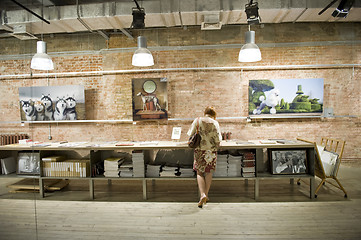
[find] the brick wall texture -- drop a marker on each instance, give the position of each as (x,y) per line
(189,55)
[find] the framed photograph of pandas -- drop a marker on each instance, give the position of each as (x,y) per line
(149,99)
(52,103)
(285,97)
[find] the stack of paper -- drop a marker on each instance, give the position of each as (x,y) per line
(153,170)
(186,172)
(138,164)
(111,166)
(248,165)
(221,166)
(126,169)
(168,171)
(234,166)
(8,165)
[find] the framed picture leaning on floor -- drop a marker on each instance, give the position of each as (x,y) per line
(288,161)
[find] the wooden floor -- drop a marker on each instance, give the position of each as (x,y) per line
(283,211)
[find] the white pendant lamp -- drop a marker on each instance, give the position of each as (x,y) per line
(41,60)
(250,51)
(142,56)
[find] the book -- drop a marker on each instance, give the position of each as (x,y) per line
(8,165)
(53,159)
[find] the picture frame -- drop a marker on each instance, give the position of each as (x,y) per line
(285,97)
(288,161)
(52,103)
(176,133)
(149,99)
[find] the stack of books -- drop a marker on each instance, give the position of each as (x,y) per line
(29,163)
(186,172)
(57,166)
(152,171)
(138,164)
(8,165)
(234,166)
(221,166)
(111,166)
(248,165)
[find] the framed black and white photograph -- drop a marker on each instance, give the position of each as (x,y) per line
(288,161)
(52,103)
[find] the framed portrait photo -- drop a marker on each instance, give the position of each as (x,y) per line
(288,161)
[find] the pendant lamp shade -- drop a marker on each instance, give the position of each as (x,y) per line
(41,60)
(142,56)
(250,51)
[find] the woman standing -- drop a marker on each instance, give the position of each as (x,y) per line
(205,155)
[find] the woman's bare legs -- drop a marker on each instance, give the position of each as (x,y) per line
(201,180)
(208,180)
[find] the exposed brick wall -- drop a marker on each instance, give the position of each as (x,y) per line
(109,96)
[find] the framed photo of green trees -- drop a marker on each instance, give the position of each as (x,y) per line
(286,96)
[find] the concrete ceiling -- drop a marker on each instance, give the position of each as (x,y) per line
(104,17)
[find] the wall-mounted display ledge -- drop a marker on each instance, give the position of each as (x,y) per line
(177,119)
(235,68)
(309,116)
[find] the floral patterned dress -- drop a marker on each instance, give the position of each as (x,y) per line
(205,156)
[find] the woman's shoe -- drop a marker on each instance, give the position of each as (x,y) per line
(202,201)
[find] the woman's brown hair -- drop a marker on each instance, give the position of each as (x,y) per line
(210,111)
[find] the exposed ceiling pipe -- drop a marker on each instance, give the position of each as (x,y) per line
(4,21)
(27,9)
(79,18)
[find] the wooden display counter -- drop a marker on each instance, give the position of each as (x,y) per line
(264,151)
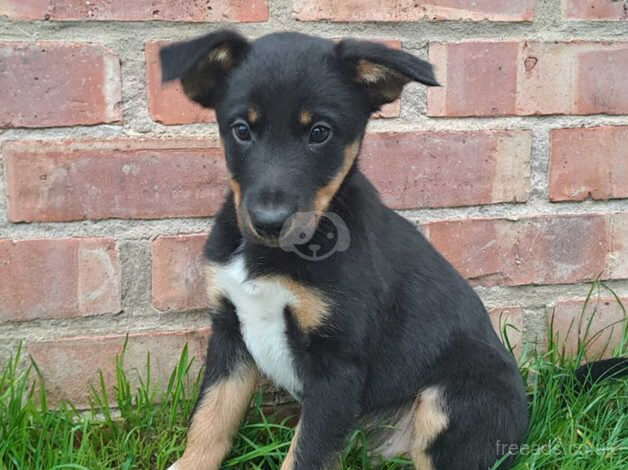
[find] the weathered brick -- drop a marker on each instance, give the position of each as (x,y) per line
(599,326)
(409,10)
(45,84)
(58,278)
(440,169)
(595,10)
(618,256)
(508,323)
(536,250)
(137,10)
(120,178)
(178,279)
(528,78)
(168,104)
(589,162)
(71,365)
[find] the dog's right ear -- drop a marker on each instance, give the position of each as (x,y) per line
(203,64)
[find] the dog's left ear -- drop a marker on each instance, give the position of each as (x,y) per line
(381,70)
(203,64)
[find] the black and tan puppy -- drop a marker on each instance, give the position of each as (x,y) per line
(315,283)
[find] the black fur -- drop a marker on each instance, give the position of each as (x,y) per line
(402,318)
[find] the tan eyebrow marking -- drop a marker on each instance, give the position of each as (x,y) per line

· · · · ·

- **What you need to do**
Format every line of the entries above as a two-column Markdown table with the columns "No." and "Text": put a running row number in No. and the line itself in Text. Omit the picture lines and any blank lines.

- **Exercise output**
| No. | Text |
|---|---|
| 1 | [find] the brick wall texture -- drop a marker on each instance, give the position of each as (x,y) per line |
| 2 | (189,55) |
| 3 | [find] the framed photograph of pandas -- drop a marker on each instance, give the position of each as (x,y) per line |
| 4 | (149,99) |
| 5 | (52,103) |
| 6 | (285,97) |
| 7 | [find] the stack of paper -- drop a marker on each instance, give the position of each as (x,y) per line |
| 8 | (153,170) |
| 9 | (186,172) |
| 10 | (138,164) |
| 11 | (111,166) |
| 12 | (248,165) |
| 13 | (221,166) |
| 14 | (126,169) |
| 15 | (168,171) |
| 16 | (234,166) |
| 17 | (8,165) |
| 18 | [find] the framed picture leaning on floor -- drop a marker on each instance, give the position of each as (x,y) per line |
| 19 | (288,161) |
| 20 | [find] the wooden floor -- drop a marker on each instance, give the position of each as (x,y) per line |
| 21 | (283,211) |
| 22 | [find] the white pendant lamp -- drop a marker on each instance, give the position of each as (x,y) per line |
| 23 | (41,60) |
| 24 | (250,51) |
| 25 | (142,56) |
| 26 | [find] the book -- drop a marker on each instance, give the position of each as (x,y) per line |
| 27 | (8,165) |
| 28 | (53,159) |
| 29 | [find] the picture frame -- drop a marker on each instance, give the position of each as (x,y) per line |
| 30 | (285,97) |
| 31 | (288,161) |
| 32 | (52,103) |
| 33 | (176,133) |
| 34 | (149,99) |
| 35 | [find] the stack of books -- drop a marker on each instance, give the position of each as (x,y) per line |
| 36 | (29,163) |
| 37 | (186,172) |
| 38 | (57,166) |
| 39 | (152,171) |
| 40 | (138,164) |
| 41 | (8,165) |
| 42 | (234,166) |
| 43 | (221,166) |
| 44 | (111,166) |
| 45 | (248,165) |
| 46 | [find] the framed black and white photograph -- drop a marker on each instance, give the position of each as (x,y) per line |
| 47 | (288,161) |
| 48 | (52,103) |
| 49 | [find] the framed portrait photo -- drop a marker on each instance, give the position of each as (x,y) per line |
| 50 | (288,161) |
| 51 | [find] the pendant lamp shade -- drop a marker on each instance, give the position of each as (x,y) per line |
| 52 | (41,60) |
| 53 | (142,56) |
| 54 | (250,51) |
| 55 | [find] the woman standing -- drop a marker on each instance, give the position of each as (x,y) per line |
| 56 | (205,155) |
| 57 | [find] the woman's bare legs -- drop a marker on each instance, give the position of each as (x,y) per line |
| 58 | (201,180) |
| 59 | (208,180) |
| 60 | [find] the exposed brick wall -- drop a marker on each instance, give the position of each as (x,y) per line |
| 61 | (109,96) |
| 62 | [find] the framed photo of green trees -- drop a marker on each instance, give the position of each as (x,y) per line |
| 63 | (286,96) |
| 64 | [find] the concrete ceiling -- drop a marker on each instance, give the position of each as (x,y) per line |
| 65 | (104,17) |
| 66 | [find] the wall-mounted display ledge -- drop a marker on each instance, give the position of each as (x,y) per line |
| 67 | (177,119) |
| 68 | (235,68) |
| 69 | (309,116) |
| 70 | [find] the floral patterned dress -- drop a marker on each instance, give the position of each as (x,y) per line |
| 71 | (205,156) |
| 72 | [find] the woman's shoe -- drop a marker on each instance, give the position of each as (x,y) per line |
| 73 | (202,201) |
| 74 | [find] the woman's brown hair -- drop a marker on each instance, give the position of each as (x,y) per line |
| 75 | (210,111) |
| 76 | [find] the exposed ceiling pipe -- drop a marker on each instance, give the position of each as (x,y) per line |
| 77 | (4,21) |
| 78 | (27,9) |
| 79 | (79,18) |
| 80 | [find] the wooden display counter -- drop a marker on each instance, give the position of each as (x,y) per line |
| 81 | (264,151) |
| 82 | [find] the weathered brick -- drop a marker on each instance, give the position of each as (x,y) per line |
| 83 | (599,326) |
| 84 | (409,10) |
| 85 | (45,84) |
| 86 | (58,278) |
| 87 | (440,169) |
| 88 | (595,10) |
| 89 | (618,256) |
| 90 | (508,323) |
| 91 | (536,250) |
| 92 | (137,10) |
| 93 | (120,178) |
| 94 | (178,279) |
| 95 | (528,78) |
| 96 | (168,104) |
| 97 | (589,162) |
| 98 | (71,365) |
| 99 | [find] the dog's right ear -- drop a marker on each instance, give the position of each as (x,y) per line |
| 100 | (203,64) |
| 101 | [find] the dog's left ear -- drop a marker on each instance, give the position of each as (x,y) per line |
| 102 | (381,70) |
| 103 | (203,64) |
| 104 | [find] the black and tan puppy -- drop a marker on each instance, give the position of each as (x,y) per line |
| 105 | (315,283) |
| 106 | [find] the black fur -- drop a marker on each instance, give the position of each as (x,y) per line |
| 107 | (402,318) |
| 108 | [find] the tan eyebrow marking -- drop a marker on each instance, give the position of each as (x,y) per line |